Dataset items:

<<<<

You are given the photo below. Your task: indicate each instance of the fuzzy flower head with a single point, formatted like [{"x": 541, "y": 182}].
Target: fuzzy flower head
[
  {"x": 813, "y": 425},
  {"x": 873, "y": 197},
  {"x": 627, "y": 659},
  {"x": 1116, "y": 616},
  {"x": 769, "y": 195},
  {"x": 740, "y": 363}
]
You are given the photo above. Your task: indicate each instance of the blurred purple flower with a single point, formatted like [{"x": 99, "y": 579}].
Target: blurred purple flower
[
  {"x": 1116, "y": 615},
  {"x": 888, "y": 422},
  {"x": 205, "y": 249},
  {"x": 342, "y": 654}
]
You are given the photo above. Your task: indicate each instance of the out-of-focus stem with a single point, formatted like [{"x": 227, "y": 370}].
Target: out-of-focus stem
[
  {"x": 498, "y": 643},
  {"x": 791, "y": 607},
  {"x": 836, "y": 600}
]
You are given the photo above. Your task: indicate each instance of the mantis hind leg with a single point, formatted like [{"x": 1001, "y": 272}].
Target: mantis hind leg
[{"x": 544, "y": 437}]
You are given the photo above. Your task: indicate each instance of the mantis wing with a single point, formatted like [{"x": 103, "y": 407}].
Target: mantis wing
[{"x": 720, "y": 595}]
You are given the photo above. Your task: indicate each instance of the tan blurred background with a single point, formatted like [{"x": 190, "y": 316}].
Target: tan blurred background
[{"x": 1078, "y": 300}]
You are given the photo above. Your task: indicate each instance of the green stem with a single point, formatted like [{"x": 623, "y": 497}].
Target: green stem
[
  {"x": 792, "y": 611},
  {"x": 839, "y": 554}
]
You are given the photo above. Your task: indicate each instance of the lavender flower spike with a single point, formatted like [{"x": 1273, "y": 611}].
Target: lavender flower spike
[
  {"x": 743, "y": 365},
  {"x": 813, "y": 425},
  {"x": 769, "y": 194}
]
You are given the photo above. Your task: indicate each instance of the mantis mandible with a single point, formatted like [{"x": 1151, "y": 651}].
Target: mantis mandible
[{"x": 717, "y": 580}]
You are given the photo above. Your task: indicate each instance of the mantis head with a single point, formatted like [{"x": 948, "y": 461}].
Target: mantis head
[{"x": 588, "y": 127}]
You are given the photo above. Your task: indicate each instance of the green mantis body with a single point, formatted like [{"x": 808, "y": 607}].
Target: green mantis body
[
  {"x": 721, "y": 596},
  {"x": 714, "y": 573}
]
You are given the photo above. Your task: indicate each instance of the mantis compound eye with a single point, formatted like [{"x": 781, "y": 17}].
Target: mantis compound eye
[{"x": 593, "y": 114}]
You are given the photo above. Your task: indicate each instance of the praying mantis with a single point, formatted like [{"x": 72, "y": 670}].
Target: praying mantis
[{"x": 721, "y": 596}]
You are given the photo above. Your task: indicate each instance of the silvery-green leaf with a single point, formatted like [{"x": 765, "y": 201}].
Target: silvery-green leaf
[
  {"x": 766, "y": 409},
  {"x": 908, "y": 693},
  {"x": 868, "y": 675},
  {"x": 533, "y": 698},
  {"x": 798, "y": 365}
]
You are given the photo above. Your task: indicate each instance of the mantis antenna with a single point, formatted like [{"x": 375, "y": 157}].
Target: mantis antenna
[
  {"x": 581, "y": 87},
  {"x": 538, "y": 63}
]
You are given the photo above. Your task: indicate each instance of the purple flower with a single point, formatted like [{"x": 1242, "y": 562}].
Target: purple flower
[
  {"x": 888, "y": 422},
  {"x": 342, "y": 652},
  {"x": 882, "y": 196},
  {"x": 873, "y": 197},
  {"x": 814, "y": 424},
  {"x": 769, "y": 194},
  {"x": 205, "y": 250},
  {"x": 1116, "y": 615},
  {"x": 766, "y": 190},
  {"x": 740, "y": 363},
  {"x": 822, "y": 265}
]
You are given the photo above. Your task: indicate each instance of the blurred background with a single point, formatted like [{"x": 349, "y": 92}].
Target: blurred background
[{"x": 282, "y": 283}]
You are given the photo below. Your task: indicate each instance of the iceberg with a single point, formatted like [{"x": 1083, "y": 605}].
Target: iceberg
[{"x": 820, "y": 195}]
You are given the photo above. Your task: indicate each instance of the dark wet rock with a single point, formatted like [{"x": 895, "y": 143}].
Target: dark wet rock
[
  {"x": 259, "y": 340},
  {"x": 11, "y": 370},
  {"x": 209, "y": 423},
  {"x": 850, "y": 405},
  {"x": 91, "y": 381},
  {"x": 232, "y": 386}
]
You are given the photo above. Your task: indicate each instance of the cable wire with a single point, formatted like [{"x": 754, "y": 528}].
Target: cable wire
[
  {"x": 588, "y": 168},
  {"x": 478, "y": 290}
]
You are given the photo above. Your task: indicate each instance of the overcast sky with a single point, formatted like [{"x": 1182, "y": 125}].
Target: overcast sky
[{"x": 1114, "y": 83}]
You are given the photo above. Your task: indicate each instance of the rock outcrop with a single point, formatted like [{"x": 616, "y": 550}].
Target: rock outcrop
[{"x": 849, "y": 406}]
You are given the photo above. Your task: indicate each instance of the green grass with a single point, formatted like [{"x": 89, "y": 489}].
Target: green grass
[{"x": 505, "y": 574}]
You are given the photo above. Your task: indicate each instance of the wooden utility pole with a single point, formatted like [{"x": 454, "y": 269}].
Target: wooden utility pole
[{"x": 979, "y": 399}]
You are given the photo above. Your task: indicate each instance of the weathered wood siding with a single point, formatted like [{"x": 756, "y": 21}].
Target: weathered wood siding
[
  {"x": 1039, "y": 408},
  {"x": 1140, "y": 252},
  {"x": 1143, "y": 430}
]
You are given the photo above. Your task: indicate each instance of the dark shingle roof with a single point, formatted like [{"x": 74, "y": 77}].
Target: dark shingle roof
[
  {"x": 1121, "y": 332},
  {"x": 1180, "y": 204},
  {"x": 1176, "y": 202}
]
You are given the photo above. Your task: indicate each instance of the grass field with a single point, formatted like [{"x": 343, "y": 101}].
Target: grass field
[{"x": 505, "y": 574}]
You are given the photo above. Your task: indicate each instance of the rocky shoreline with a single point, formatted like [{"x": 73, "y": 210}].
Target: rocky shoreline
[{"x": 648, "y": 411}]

>>>>

> _Exercise task_: Extract the data exactly as given.

> _Exercise output_:
You are given the photo below. Your task: indicate each instance of the fuzzy flower head with a single point, formatted like [{"x": 541, "y": 182}].
Target: fuzzy flower head
[
  {"x": 813, "y": 425},
  {"x": 873, "y": 197},
  {"x": 627, "y": 659},
  {"x": 1116, "y": 616},
  {"x": 769, "y": 195},
  {"x": 740, "y": 363}
]
You are given the photo above. Your task: indicate each instance of the blurred purple flower with a single point, formatted like [{"x": 99, "y": 579}].
Target: blurred purple flower
[
  {"x": 1116, "y": 615},
  {"x": 888, "y": 422},
  {"x": 205, "y": 249},
  {"x": 342, "y": 654}
]
You are given the photo above. Your task: indicate each instance of the out-of-focus stem with a single point, formatted like [{"x": 227, "y": 370}].
Target: out-of-focus stem
[
  {"x": 498, "y": 643},
  {"x": 791, "y": 607},
  {"x": 836, "y": 600}
]
You are given the photo above. Your task: indicate each instance of the mantis hind leg with a single point, formatted like [{"x": 1001, "y": 272}].
Target: mantis hind leg
[{"x": 544, "y": 437}]
You are given the photo above. Your task: indicate each instance of the mantis wing with a single point, formatted like [{"x": 103, "y": 407}].
Target: mantis wing
[{"x": 720, "y": 595}]
You are given the photo above. Your task: indicate each instance of the tan blurred background with a single point, formatted like [{"x": 190, "y": 316}].
Target: tan blurred background
[{"x": 1078, "y": 300}]
You are given the photo above. Your task: indicate each instance of the green stem with a single point, formatted like [{"x": 623, "y": 497}].
Target: green stem
[
  {"x": 792, "y": 611},
  {"x": 839, "y": 554}
]
You are given the photo above. Your task: indicate each instance of the lavender flower spike with a single point, formatted like [{"x": 1273, "y": 611}].
Target: lavender flower spike
[
  {"x": 743, "y": 365},
  {"x": 813, "y": 425},
  {"x": 769, "y": 194}
]
You are given the photo above. Your task: indicate each instance of the mantis mandible with a single point, formatted like [{"x": 1151, "y": 651}].
Target: mantis mandible
[{"x": 717, "y": 580}]
You are given the photo above. Your task: indicate each instance of the mantis head with a single point, formatted like [{"x": 948, "y": 461}].
Target: mantis head
[{"x": 588, "y": 127}]
You are given the photo above. Your task: indicate each instance of the green mantis body with a single point, formatted like [{"x": 808, "y": 607}].
Target: green mantis body
[
  {"x": 721, "y": 596},
  {"x": 714, "y": 573}
]
You are given the photo above. Your task: indicate each instance of the mantis compound eye with a single point, formatted like [{"x": 781, "y": 17}].
Target: mantis compound eye
[{"x": 593, "y": 114}]
You are given the photo above. Your task: indicate each instance of the praying mantis with a single point, formatted like [{"x": 72, "y": 670}].
Target: praying mantis
[{"x": 721, "y": 596}]
You are given the photo above. Your task: indicate each instance of the silvery-green leaf with a single point, formatted like [{"x": 765, "y": 201}].
Target: silvery-green leaf
[
  {"x": 766, "y": 409},
  {"x": 908, "y": 693},
  {"x": 868, "y": 675},
  {"x": 533, "y": 698},
  {"x": 798, "y": 365}
]
You are given the photo above. Your task: indicate each instance of the mantis antenna with a single point, formatted like [{"x": 375, "y": 157}].
Target: mantis antenna
[
  {"x": 581, "y": 87},
  {"x": 538, "y": 63}
]
You are given the photo above. Your task: indicate each instance of the purple flower with a single point, formatted like [{"x": 1242, "y": 562}].
Target: purple flower
[
  {"x": 888, "y": 422},
  {"x": 342, "y": 652},
  {"x": 882, "y": 196},
  {"x": 873, "y": 197},
  {"x": 814, "y": 424},
  {"x": 769, "y": 194},
  {"x": 205, "y": 250},
  {"x": 1116, "y": 615},
  {"x": 766, "y": 190},
  {"x": 740, "y": 363},
  {"x": 822, "y": 265}
]
You are given the photo above. Your task: indicate each instance of the blurred background with a single point, formatted like [{"x": 349, "y": 92}].
Target: blurred background
[{"x": 282, "y": 283}]
You are given the photo below. Your task: indicate each instance of the iceberg with a single point, formatted like [{"x": 1083, "y": 605}].
Target: iceberg
[{"x": 820, "y": 195}]
You are given the photo above. Your task: indicate each instance of the dark wet rock with a single point, formatted like [{"x": 895, "y": 143}].
Target: dark wet rock
[
  {"x": 259, "y": 340},
  {"x": 11, "y": 370},
  {"x": 209, "y": 423},
  {"x": 850, "y": 405},
  {"x": 91, "y": 381},
  {"x": 232, "y": 386}
]
You are given the photo above. Your task: indicate each instance of the cable wire with a single point, formatted like [{"x": 754, "y": 528}].
Target: cable wire
[
  {"x": 588, "y": 168},
  {"x": 478, "y": 290}
]
You are given the photo above. Your task: indicate each instance of the overcast sky with a single point, formatted like [{"x": 1182, "y": 125}].
Target: overcast sky
[{"x": 1114, "y": 83}]
You are given the photo above. Your task: indicate each instance of the rock outcrop with a single point, formatted like [{"x": 616, "y": 550}].
Target: rock outcrop
[{"x": 849, "y": 406}]
You are given the photo above. Your task: indicate each instance of the green grass with a single point, formatted like [{"x": 89, "y": 489}].
Target: green grass
[{"x": 505, "y": 574}]
You are given the photo above. Your task: indicate each instance of the wooden utility pole with a single point, formatted like [{"x": 454, "y": 269}].
Target: wooden utility pole
[{"x": 979, "y": 399}]
You are given the photo above. Your task: indicate each instance of the weathered wood siding with a single point, formatted like [{"x": 756, "y": 21}].
Target: weathered wood siding
[
  {"x": 1039, "y": 408},
  {"x": 1140, "y": 252},
  {"x": 1143, "y": 430}
]
You are given the photo above. Your task: indicate each instance of the dark shingle roof with a single point, formatted like [{"x": 74, "y": 77}].
Target: dark shingle roof
[
  {"x": 1121, "y": 332},
  {"x": 1180, "y": 204},
  {"x": 1176, "y": 202}
]
You are given the photo above. Your task: indicate each instance of the grass field with a single point, formatted like [{"x": 343, "y": 101}].
Target: grass field
[{"x": 505, "y": 574}]
You are given the photo above. Your task: indicate each instance of the rocky shoreline with a single point, formatted like [{"x": 73, "y": 210}].
Target: rocky shoreline
[{"x": 648, "y": 411}]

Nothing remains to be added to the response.